### Dataset content
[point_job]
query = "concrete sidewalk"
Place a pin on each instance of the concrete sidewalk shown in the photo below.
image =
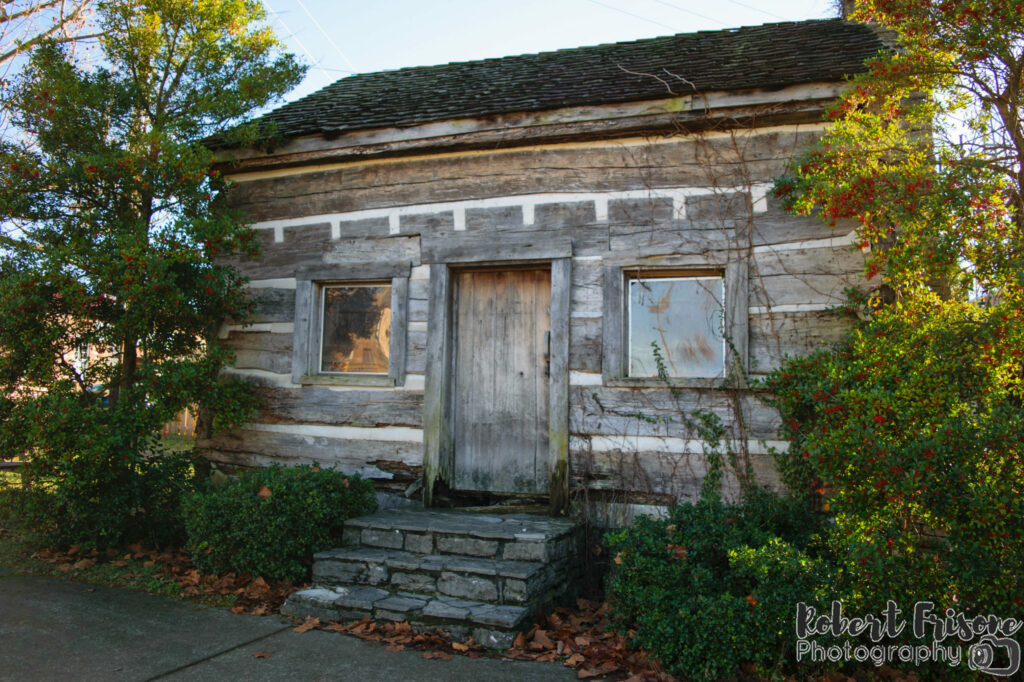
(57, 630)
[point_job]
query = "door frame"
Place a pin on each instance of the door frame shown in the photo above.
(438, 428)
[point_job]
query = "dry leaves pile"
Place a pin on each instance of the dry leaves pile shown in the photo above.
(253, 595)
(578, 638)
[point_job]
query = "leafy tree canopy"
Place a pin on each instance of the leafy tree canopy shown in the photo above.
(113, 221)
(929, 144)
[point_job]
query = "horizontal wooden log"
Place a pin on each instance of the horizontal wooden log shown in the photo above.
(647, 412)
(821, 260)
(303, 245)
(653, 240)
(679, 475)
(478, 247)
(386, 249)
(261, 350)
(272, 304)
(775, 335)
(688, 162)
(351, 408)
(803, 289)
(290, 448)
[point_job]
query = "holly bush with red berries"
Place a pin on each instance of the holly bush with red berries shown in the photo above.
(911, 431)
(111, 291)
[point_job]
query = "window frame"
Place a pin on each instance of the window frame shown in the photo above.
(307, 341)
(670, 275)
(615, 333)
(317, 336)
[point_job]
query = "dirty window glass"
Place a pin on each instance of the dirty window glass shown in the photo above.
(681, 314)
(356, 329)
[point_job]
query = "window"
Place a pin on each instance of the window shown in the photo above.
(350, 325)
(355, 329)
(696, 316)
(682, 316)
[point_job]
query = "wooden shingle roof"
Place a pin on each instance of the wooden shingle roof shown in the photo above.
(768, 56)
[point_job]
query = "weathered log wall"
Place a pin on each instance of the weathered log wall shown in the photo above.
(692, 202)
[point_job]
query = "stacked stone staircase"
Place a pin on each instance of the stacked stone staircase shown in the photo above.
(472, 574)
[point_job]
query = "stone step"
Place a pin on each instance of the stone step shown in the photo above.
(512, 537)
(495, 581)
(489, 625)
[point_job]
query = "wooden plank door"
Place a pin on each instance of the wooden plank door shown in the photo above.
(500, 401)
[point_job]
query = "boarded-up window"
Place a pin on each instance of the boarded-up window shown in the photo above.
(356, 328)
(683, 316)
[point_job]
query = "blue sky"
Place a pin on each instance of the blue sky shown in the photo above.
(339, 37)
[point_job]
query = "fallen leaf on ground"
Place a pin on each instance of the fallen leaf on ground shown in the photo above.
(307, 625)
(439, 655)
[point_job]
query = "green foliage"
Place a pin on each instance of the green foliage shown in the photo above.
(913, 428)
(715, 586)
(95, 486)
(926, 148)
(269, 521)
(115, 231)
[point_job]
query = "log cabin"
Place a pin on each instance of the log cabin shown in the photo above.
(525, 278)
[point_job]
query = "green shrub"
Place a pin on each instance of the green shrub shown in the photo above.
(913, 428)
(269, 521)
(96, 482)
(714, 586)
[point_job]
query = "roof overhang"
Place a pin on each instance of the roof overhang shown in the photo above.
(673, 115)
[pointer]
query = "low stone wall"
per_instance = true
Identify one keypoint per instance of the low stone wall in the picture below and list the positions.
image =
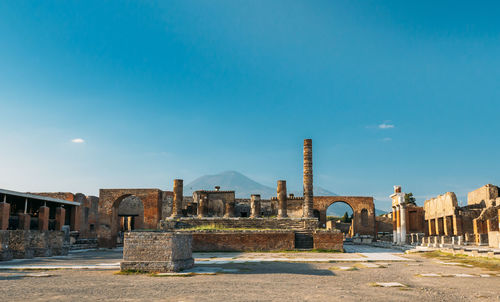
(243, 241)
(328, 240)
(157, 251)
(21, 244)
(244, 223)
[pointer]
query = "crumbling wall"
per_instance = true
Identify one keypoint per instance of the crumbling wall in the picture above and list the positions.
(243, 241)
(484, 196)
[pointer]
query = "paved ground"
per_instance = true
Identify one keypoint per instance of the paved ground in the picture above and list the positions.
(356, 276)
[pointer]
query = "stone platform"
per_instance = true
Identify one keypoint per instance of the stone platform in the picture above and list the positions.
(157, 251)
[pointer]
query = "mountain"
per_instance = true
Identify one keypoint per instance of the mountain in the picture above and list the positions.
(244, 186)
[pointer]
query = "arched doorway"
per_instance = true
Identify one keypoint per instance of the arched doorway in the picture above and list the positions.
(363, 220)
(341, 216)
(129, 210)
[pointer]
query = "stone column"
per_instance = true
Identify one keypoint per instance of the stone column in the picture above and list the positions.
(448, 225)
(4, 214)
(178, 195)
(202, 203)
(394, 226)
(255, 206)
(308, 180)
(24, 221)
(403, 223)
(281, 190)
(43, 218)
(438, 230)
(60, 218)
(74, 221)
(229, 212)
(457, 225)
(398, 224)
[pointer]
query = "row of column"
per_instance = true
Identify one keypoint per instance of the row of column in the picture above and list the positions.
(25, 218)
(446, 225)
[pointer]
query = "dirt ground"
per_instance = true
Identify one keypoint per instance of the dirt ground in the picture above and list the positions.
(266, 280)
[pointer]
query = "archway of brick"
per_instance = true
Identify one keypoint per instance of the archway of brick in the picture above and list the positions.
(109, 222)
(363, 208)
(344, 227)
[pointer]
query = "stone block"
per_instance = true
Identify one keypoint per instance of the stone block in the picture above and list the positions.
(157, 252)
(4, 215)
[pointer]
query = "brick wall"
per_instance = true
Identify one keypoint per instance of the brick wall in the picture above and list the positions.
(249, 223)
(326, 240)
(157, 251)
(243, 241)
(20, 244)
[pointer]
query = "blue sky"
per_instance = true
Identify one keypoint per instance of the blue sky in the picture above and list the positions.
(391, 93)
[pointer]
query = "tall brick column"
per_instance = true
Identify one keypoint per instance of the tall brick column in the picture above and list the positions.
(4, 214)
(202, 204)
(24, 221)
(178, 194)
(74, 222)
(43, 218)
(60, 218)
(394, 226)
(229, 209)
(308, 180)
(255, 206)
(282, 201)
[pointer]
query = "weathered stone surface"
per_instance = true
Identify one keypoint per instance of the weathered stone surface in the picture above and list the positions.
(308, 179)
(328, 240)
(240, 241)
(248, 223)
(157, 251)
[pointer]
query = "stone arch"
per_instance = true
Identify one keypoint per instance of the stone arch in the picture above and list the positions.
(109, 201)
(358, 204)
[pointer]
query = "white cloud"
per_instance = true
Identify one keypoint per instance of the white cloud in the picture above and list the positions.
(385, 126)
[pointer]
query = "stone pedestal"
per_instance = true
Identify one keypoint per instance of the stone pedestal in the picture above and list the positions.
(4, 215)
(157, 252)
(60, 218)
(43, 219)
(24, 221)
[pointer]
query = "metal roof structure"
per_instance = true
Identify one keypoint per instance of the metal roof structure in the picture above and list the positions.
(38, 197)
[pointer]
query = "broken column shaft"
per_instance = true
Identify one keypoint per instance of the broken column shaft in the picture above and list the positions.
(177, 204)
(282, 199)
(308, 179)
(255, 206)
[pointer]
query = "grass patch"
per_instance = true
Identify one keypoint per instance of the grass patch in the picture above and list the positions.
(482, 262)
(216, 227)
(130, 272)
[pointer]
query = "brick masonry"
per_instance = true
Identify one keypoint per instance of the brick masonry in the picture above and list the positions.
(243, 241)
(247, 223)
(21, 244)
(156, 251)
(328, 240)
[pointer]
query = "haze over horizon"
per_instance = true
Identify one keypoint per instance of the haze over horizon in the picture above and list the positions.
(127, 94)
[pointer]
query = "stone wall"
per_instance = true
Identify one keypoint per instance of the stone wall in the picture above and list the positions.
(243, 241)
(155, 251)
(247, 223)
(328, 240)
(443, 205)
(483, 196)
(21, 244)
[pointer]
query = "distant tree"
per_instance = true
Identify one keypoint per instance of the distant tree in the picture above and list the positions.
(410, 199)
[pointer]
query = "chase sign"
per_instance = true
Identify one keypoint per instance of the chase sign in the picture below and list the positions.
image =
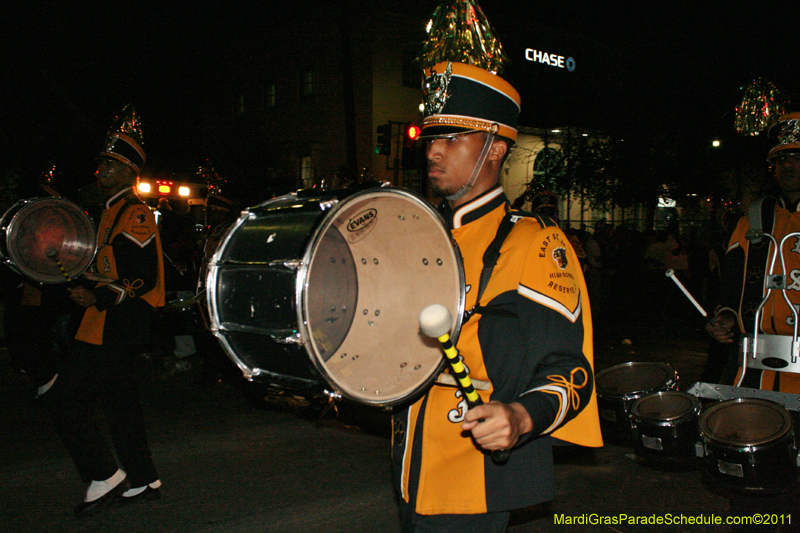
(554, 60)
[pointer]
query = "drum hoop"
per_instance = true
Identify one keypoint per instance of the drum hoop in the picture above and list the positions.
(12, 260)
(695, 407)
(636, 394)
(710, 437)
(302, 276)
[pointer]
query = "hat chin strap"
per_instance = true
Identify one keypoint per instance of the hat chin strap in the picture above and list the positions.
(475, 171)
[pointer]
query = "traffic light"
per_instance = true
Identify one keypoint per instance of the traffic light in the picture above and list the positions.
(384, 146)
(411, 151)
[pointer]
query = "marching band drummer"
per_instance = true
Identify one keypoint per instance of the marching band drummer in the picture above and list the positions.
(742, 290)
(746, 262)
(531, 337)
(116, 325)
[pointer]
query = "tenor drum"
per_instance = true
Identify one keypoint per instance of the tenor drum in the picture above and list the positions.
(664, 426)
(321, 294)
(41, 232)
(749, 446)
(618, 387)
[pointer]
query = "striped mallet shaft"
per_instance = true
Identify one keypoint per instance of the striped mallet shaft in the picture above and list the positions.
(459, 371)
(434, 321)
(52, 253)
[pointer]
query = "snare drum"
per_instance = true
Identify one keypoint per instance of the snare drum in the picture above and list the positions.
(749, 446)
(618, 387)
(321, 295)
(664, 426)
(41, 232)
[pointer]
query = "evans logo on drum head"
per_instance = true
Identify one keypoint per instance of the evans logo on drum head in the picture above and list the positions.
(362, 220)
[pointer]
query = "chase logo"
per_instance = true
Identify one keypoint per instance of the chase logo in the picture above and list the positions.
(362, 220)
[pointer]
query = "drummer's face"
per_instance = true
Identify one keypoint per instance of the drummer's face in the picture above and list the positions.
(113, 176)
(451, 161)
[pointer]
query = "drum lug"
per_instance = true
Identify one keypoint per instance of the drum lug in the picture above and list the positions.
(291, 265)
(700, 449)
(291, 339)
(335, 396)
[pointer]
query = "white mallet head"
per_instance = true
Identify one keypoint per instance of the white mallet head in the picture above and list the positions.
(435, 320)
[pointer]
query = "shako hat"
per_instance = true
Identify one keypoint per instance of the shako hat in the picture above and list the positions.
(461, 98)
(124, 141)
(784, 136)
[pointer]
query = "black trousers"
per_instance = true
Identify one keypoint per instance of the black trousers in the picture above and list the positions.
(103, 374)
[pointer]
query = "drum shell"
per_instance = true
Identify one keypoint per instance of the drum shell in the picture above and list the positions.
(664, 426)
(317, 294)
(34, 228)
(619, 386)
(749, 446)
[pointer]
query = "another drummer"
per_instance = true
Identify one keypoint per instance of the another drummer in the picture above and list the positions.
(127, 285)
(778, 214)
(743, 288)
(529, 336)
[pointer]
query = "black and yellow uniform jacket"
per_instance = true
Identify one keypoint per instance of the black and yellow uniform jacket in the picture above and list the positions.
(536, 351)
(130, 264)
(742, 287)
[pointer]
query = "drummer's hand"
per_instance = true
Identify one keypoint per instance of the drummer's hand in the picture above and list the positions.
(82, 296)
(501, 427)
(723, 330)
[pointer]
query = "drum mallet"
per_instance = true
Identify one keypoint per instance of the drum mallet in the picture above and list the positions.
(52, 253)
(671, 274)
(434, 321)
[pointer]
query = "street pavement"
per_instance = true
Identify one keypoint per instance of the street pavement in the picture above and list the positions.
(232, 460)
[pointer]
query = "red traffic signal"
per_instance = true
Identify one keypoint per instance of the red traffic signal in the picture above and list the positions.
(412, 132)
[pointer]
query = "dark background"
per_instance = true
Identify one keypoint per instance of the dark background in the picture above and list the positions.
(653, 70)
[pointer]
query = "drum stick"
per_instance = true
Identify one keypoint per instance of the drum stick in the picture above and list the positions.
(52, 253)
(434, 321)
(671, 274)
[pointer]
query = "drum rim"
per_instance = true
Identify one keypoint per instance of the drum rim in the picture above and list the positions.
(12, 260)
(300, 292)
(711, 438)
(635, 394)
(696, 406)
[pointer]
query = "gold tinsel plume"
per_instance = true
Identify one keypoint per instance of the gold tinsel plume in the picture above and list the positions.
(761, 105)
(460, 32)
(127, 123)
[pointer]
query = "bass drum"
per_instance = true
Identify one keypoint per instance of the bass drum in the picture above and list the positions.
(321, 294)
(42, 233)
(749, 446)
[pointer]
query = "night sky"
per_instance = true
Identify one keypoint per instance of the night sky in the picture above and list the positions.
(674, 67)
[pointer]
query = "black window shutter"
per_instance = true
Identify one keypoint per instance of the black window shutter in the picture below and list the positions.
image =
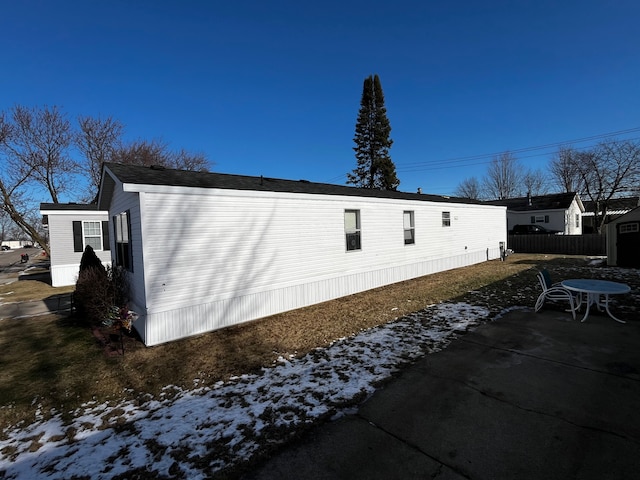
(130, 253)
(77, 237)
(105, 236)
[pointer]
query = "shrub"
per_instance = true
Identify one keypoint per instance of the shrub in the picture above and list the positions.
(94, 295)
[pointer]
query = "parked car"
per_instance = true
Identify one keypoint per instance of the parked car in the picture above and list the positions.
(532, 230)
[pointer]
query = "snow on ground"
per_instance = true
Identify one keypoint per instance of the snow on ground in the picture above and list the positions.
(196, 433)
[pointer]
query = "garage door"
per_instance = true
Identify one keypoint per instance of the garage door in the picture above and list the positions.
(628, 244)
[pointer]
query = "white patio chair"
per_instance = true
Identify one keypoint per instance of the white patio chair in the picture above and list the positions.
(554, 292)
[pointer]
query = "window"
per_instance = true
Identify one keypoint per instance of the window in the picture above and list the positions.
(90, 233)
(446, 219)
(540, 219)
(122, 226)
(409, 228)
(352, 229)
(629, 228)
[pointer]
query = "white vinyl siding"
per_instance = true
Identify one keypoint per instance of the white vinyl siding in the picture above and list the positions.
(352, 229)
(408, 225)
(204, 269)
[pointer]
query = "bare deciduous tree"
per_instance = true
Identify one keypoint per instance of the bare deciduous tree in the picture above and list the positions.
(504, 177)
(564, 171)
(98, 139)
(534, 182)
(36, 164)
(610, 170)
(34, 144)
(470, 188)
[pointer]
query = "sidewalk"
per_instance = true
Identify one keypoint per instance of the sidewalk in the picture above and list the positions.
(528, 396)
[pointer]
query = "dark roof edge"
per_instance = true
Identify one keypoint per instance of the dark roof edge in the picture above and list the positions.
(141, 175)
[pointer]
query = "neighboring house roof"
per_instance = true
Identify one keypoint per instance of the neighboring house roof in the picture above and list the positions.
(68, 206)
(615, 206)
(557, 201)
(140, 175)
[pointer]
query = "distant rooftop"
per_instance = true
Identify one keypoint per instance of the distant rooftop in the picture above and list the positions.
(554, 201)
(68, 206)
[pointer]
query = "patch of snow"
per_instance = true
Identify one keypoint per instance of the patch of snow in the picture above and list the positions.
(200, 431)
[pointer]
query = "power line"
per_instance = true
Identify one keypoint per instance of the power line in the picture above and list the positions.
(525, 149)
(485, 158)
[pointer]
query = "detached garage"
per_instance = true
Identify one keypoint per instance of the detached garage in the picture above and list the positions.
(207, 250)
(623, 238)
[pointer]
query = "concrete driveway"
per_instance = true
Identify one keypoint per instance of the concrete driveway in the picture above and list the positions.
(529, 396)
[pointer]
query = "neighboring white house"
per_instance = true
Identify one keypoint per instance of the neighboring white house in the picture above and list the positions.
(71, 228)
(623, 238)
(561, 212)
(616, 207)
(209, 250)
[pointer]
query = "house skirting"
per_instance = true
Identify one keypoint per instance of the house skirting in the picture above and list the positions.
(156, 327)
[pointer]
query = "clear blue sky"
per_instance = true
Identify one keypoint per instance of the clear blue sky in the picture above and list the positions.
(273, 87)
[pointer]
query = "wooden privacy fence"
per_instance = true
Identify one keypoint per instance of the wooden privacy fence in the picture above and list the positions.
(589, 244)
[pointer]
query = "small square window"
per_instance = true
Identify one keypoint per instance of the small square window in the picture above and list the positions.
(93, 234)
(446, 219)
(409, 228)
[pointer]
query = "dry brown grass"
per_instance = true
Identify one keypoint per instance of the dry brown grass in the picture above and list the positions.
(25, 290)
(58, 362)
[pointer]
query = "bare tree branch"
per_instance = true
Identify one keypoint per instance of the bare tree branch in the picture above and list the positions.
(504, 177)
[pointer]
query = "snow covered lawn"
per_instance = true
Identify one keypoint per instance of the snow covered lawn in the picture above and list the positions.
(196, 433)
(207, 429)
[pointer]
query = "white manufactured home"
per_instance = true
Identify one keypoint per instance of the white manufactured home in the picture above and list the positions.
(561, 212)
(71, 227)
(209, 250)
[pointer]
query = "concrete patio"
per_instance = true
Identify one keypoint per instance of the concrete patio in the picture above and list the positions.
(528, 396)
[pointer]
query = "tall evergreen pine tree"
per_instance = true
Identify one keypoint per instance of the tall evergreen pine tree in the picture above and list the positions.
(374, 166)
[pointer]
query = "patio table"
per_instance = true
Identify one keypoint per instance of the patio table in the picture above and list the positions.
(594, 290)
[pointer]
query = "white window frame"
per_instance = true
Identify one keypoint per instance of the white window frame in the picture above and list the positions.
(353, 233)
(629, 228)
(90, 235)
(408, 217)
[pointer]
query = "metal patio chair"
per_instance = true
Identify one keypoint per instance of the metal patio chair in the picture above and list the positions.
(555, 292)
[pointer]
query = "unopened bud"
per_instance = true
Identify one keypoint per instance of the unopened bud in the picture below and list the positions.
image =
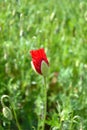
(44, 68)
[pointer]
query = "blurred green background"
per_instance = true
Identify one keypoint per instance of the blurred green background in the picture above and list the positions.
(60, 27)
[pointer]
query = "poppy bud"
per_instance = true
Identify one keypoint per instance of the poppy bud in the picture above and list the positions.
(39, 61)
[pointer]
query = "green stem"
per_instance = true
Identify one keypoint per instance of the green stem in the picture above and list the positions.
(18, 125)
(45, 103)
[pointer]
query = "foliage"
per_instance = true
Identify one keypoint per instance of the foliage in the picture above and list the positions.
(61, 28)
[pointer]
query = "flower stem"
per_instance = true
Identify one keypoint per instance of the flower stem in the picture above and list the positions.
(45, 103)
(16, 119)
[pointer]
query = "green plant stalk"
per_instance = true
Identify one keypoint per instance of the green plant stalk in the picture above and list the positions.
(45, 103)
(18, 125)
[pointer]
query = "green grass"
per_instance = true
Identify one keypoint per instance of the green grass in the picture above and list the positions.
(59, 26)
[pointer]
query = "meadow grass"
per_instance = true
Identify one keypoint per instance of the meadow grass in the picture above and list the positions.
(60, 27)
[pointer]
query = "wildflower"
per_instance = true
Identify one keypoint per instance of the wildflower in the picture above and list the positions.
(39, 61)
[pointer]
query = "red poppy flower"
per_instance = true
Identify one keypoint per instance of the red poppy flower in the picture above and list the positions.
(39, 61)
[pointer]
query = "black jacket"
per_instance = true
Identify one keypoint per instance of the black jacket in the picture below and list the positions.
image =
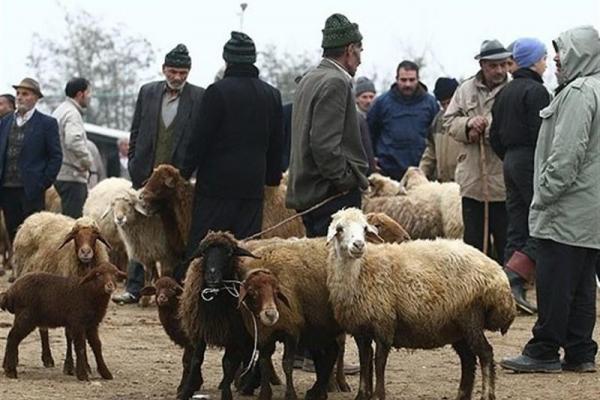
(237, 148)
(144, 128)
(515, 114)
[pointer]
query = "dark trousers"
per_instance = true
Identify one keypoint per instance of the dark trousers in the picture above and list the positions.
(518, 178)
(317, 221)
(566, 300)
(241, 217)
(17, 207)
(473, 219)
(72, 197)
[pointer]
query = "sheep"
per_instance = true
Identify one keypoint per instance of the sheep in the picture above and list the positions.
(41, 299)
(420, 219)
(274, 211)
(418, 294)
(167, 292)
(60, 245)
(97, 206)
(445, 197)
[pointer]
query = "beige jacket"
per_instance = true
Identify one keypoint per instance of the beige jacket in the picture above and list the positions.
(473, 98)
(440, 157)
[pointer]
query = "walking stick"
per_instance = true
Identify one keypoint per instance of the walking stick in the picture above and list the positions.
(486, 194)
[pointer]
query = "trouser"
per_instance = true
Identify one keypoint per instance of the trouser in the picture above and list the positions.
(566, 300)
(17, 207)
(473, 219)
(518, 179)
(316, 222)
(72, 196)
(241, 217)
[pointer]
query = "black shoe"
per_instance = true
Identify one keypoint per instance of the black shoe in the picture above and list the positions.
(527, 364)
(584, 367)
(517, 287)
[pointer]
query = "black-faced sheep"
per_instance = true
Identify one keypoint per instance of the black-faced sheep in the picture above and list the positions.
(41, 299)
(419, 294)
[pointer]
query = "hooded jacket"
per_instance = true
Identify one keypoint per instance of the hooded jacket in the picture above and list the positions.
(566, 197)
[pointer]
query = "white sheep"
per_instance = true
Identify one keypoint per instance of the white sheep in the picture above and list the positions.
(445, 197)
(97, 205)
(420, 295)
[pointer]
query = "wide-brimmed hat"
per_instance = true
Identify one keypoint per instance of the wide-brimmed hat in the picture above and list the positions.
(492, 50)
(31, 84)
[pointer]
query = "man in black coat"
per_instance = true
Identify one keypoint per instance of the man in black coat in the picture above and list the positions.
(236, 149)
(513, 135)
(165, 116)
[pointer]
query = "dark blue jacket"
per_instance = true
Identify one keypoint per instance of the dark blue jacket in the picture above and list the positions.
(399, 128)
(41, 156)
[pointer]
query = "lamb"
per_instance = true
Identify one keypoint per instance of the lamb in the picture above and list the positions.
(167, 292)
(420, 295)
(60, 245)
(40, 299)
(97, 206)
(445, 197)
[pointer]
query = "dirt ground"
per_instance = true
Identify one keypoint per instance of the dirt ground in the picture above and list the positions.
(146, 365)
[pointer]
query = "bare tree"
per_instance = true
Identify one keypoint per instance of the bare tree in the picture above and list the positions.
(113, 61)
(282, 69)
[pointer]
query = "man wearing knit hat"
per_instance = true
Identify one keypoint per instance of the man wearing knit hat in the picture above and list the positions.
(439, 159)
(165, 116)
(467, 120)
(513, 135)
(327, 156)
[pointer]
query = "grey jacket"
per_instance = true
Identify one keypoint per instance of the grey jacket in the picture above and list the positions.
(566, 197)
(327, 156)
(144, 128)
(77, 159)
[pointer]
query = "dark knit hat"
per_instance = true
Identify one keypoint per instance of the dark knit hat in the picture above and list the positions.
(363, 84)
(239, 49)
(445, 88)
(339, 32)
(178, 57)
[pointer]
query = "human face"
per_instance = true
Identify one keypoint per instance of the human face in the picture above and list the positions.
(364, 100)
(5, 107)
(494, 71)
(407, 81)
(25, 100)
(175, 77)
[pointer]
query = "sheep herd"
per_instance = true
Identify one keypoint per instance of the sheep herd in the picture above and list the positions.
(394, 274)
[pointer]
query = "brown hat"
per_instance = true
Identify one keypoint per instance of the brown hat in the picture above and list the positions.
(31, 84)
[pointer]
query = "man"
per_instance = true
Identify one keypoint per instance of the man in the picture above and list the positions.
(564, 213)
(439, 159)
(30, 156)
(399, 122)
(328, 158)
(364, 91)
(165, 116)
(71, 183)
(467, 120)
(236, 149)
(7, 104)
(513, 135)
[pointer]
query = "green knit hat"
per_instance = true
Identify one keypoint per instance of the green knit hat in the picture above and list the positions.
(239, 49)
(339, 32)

### Try it
Exactly how many lines of the listing hold the word "unopened"? State only the number.

### Final answer
2